> TASK 1
Pick out and copy every line of the listing that contains the word "roof", treating uppercase and lowercase as different.

> PASSAGE GIVEN
From 87e9cc39e01d835eeef82f2ab03f833cbbd4667c Mon Sep 17 00:00:00 2001
From: James S <james@femboyfinancial.jp>
Date: Mon, 18 Nov 2024 23:25:18 +0000
Subject: [PATCH] Anonymize usernames again, and try including reply context

---
 data/process.js | 31 +++++++++++++++++--------------
 1 file changed, 17 insertions(+), 14 deletions(-)

diff --git a/data/process.js b/data/process.js
index 4461d5d..8244360 100644
--- a/data/process.js
+++ b/data/process.js
@@ -2,7 +2,7 @@ const fs = require('node:fs');
 const JSONStream = require('JSONStream');
 
 const MIKU_FREQ = 5;            // 1/5 = 20% of message chains are randomly chosen to be from Miku
-const DROPOUT_UNFUNNY = 0.75;   // 75% dropout rate for messages chains which have NO reactions
+const DROPOUT_UNFUNNY = 0.75;   // 75% dropout rate for message chains which have NO reactions
 const USERNAMES = [
     'vinny volcano\uD83C\uDF0B (伊胜焱)',
     'Server Comp!',
@@ -33,6 +33,7 @@ async function main() {
     let convoMsgSeqCount = 0;
     let convoReactCount = 0;
     let convoMsgs = [];
+    let convoRefs = {};
 
     stream.on('data', async (msg) => {
         // no bot/system messages
@@ -40,18 +41,6 @@ async function main() {
             return;
         }
 
-        /**
-         * Replies are a tricky case. I considered pasting their context in, except this
-         * requires keeping a full message cache and won't scale. Another possibility is
-         * to maintain a small sliding window of message history and delete replies which
-         * reference a message too far in the past... but what if that reply gets replied
-         * to right after? Our chat in particular has a lot of these "necro" messages, but
-         * since they tend to spark further discussion if anything, they probably don't
-         * noticeably obfuscate the flow of conversation compared to normal time skips,
-         * which our model is incapable of picking up in the first place.
-         * TLDR: Keep the replies. Making too many assumptions is bad.
-         */
-
         // scrub links
         let cleanContent = msg.content.replaceAll(/https?:\/\/\S+/gi, '');
         // scrub @mentions
@@ -62,6 +51,18 @@ async function main() {
             return;
         }
 
+        /**
+         * Handle replies by maintaining a sliding window of message references.

[Stored data]
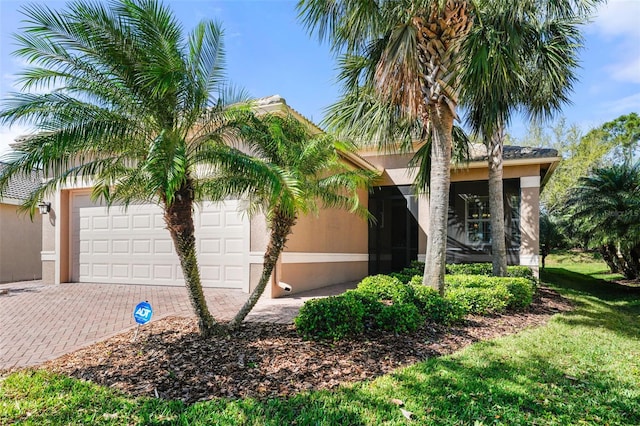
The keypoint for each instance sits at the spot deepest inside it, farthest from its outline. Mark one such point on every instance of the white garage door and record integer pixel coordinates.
(134, 246)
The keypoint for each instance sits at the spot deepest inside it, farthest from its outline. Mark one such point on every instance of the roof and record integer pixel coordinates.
(276, 103)
(20, 186)
(478, 152)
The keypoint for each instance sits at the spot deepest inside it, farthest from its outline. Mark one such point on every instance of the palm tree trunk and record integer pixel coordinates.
(441, 118)
(496, 202)
(609, 256)
(280, 229)
(179, 219)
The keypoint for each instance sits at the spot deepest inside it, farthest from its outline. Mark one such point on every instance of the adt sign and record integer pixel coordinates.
(142, 313)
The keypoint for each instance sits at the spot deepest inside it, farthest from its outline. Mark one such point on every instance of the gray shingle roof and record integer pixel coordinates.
(479, 152)
(20, 187)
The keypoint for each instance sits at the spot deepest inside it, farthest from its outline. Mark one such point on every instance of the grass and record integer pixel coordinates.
(581, 368)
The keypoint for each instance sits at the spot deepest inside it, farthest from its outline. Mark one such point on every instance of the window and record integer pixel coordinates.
(514, 206)
(478, 228)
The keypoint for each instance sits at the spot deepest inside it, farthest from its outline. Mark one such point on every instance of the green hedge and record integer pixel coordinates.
(331, 318)
(482, 294)
(399, 318)
(383, 302)
(417, 268)
(435, 307)
(480, 300)
(385, 287)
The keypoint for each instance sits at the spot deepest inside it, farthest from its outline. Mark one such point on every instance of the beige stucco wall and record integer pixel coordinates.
(326, 249)
(20, 245)
(530, 221)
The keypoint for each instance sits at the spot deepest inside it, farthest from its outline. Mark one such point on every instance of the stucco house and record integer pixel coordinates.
(20, 236)
(86, 242)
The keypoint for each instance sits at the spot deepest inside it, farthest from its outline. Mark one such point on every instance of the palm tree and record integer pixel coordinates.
(137, 107)
(517, 56)
(290, 172)
(400, 61)
(606, 207)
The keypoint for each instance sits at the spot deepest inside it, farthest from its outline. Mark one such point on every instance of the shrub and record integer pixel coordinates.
(405, 276)
(521, 291)
(416, 280)
(399, 318)
(330, 318)
(482, 294)
(435, 307)
(480, 300)
(371, 307)
(384, 287)
(518, 271)
(468, 281)
(469, 269)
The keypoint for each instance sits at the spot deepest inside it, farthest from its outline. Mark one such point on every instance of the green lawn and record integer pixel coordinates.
(582, 368)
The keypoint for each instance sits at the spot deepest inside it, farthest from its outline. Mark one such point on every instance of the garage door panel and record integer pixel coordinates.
(134, 246)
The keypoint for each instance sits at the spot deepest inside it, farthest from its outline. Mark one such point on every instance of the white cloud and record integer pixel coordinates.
(628, 71)
(618, 22)
(8, 136)
(624, 105)
(619, 17)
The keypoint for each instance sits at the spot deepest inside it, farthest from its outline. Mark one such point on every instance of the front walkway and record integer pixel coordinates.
(41, 322)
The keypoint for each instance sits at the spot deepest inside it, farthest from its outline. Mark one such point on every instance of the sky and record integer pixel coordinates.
(269, 52)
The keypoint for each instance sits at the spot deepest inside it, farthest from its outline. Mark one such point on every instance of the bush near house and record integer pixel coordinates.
(331, 318)
(385, 303)
(386, 287)
(435, 307)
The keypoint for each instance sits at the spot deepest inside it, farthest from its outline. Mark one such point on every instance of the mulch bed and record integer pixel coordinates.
(169, 359)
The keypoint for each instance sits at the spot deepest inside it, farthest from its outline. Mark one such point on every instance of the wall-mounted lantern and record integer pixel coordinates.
(44, 207)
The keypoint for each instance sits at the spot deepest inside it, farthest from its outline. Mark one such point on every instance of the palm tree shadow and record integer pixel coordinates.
(602, 303)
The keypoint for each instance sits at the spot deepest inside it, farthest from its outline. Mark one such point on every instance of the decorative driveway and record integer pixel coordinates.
(40, 322)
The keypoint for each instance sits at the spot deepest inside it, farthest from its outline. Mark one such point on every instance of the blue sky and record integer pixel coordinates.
(269, 52)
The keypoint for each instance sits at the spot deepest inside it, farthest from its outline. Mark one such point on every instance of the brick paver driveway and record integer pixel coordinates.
(42, 322)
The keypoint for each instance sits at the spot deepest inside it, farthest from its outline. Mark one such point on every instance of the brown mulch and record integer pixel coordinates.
(169, 359)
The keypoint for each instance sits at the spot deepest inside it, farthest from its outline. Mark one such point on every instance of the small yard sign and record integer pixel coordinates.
(142, 313)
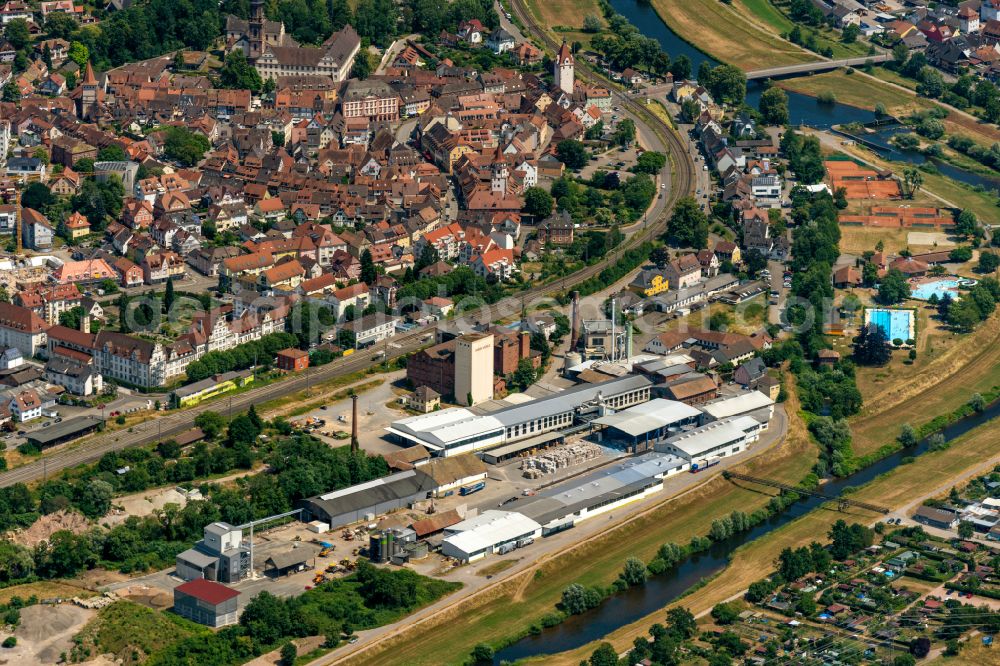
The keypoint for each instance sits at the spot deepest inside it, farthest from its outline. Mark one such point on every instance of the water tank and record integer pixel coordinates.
(417, 550)
(378, 547)
(573, 359)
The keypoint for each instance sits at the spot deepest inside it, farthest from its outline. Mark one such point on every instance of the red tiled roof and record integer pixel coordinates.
(207, 591)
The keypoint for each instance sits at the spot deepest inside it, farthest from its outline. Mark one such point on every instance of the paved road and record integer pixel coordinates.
(544, 549)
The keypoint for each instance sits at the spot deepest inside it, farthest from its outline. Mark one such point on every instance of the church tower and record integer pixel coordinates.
(499, 173)
(255, 30)
(562, 69)
(89, 94)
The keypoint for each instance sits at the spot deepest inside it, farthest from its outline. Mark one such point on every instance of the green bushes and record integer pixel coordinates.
(325, 611)
(239, 357)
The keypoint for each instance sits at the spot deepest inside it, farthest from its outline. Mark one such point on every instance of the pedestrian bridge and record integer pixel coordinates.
(814, 67)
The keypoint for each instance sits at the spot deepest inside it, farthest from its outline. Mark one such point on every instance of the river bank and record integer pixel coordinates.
(623, 608)
(974, 451)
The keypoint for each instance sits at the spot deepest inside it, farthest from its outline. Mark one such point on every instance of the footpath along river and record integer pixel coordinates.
(658, 591)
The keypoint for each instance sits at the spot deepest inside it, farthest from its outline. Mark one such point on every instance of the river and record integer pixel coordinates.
(802, 109)
(658, 591)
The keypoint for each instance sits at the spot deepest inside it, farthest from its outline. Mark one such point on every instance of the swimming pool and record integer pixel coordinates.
(925, 290)
(897, 324)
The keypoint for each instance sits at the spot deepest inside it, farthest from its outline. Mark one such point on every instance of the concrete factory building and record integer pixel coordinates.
(364, 501)
(714, 440)
(566, 504)
(474, 368)
(489, 532)
(639, 428)
(452, 431)
(219, 556)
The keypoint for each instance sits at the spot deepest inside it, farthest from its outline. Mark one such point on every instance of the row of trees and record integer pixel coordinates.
(240, 357)
(299, 467)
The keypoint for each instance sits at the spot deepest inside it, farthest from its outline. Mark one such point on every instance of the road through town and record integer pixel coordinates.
(678, 176)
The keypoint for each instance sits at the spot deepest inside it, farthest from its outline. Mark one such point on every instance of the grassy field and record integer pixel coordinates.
(771, 18)
(905, 484)
(967, 365)
(565, 17)
(866, 91)
(856, 90)
(514, 604)
(724, 32)
(131, 632)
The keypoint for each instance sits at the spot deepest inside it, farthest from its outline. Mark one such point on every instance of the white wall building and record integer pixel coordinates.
(489, 532)
(474, 368)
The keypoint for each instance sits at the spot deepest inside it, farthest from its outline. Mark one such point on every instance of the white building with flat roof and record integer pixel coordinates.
(639, 427)
(743, 404)
(474, 368)
(714, 440)
(489, 532)
(452, 431)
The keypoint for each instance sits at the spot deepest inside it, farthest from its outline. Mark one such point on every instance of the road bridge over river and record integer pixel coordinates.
(814, 67)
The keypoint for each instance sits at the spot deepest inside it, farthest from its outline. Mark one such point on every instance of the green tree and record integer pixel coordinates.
(18, 34)
(725, 613)
(634, 572)
(871, 347)
(94, 499)
(11, 93)
(572, 153)
(78, 53)
(210, 423)
(774, 106)
(237, 73)
(726, 83)
(369, 273)
(363, 66)
(288, 654)
(604, 655)
(482, 654)
(907, 436)
(168, 295)
(537, 202)
(650, 162)
(894, 288)
(625, 133)
(184, 145)
(688, 225)
(988, 262)
(592, 23)
(913, 180)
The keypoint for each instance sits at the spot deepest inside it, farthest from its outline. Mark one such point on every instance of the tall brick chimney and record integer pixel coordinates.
(354, 424)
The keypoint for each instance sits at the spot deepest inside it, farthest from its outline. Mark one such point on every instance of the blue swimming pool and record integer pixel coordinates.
(895, 323)
(939, 287)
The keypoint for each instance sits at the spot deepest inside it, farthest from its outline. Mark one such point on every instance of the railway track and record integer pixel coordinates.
(682, 174)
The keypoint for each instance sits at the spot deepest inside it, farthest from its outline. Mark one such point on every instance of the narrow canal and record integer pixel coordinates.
(637, 602)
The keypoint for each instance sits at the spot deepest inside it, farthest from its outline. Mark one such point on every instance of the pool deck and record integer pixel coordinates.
(911, 320)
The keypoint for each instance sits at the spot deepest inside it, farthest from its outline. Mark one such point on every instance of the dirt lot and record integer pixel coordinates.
(47, 525)
(45, 633)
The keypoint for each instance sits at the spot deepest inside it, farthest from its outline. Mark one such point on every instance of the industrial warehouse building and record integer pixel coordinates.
(751, 403)
(367, 500)
(452, 431)
(639, 428)
(714, 440)
(489, 532)
(206, 602)
(567, 504)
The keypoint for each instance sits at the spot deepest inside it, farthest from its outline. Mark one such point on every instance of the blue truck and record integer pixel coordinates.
(703, 465)
(472, 488)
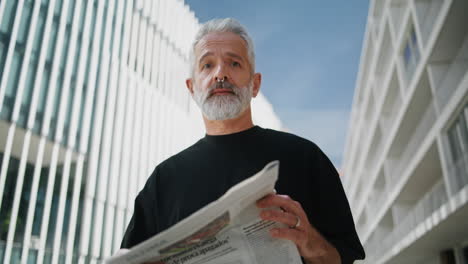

> TASK 2
Please repeat the part of the patch that opens with the words "From 87e9cc39e01d835eeef82f2ab03f833cbbd4667c Mon" and closes with "insertions(+), 14 deletions(-)".

> PROBLEM SOLUTION 1
The keypoint for each instance sits at the spot deepest inside it, farthest from its outline. Mark one such point on every instance of the roof and record integer pixel coordinates.
The keypoint for each instance sits at the spot deepest inside it, farthest from its outline. Mark one such point on every instance of the gray shingle roof and record integer pixel coordinates.
The keypoint for each instance sits at the spot deepest inside it, farthest from its outline. Mark one such point on every instance of the red tiled roof and record integer pixel coordinates.
The keypoint for each instance sits at the spot deepest inside it, farthest from its outline. Mark one such point on every instance of the white building with flat roof and record integer pixel coordinates.

> PROBLEM SOLUTION 2
From 87e9cc39e01d835eeef82f2ab03f833cbbd4667c Mon Sep 17 00:00:00 2001
From: James S <james@femboyfinancial.jp>
Date: Mon, 18 Nov 2024 23:25:18 +0000
Subject: [PATCH] Anonymize usernames again, and try including reply context

---
 data/process.js | 31 +++++++++++++++++--------------
 1 file changed, 17 insertions(+), 14 deletions(-)